### Given task
Format the data below as a JSON array of strings, with one string per line and no blank lines.

-- start --

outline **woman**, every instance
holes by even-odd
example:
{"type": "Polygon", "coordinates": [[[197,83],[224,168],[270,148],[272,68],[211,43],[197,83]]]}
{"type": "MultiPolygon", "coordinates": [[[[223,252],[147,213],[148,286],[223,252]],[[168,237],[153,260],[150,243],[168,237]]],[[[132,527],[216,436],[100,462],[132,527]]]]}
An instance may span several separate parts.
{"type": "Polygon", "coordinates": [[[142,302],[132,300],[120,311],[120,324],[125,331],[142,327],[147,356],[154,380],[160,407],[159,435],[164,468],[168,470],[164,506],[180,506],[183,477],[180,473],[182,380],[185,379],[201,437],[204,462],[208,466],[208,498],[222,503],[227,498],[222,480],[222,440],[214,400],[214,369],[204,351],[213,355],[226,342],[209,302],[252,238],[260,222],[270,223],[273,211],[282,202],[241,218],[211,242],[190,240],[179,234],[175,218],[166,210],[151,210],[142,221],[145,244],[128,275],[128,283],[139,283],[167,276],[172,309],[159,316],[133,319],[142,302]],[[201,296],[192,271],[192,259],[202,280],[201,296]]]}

-- end --

### Answer for this exercise
[
  "outline **woman**, every instance",
  "holes by even-odd",
  "example:",
  "{\"type\": \"Polygon\", \"coordinates\": [[[197,83],[224,168],[270,148],[272,68],[211,43],[197,83]]]}",
  "{\"type\": \"MultiPolygon\", \"coordinates\": [[[[223,252],[147,213],[148,286],[223,252]],[[168,237],[153,260],[150,243],[168,237]]],[[[132,527],[216,436],[100,462],[132,527]]]]}",
  "An instance may span several separate parts.",
  "{\"type\": \"Polygon\", \"coordinates\": [[[142,302],[132,300],[120,311],[120,324],[125,331],[142,327],[147,356],[154,380],[160,407],[159,435],[164,468],[168,470],[164,506],[180,506],[183,477],[180,473],[182,380],[185,379],[201,437],[204,462],[208,466],[208,498],[222,503],[227,498],[222,480],[222,440],[214,400],[214,369],[204,351],[213,355],[226,342],[209,302],[252,238],[260,222],[270,223],[273,211],[282,202],[241,218],[211,242],[190,240],[179,234],[175,218],[166,210],[151,210],[142,221],[145,244],[128,275],[128,283],[139,283],[167,276],[172,309],[159,316],[133,319],[142,302]],[[201,296],[192,271],[192,259],[202,280],[201,296]]]}"
]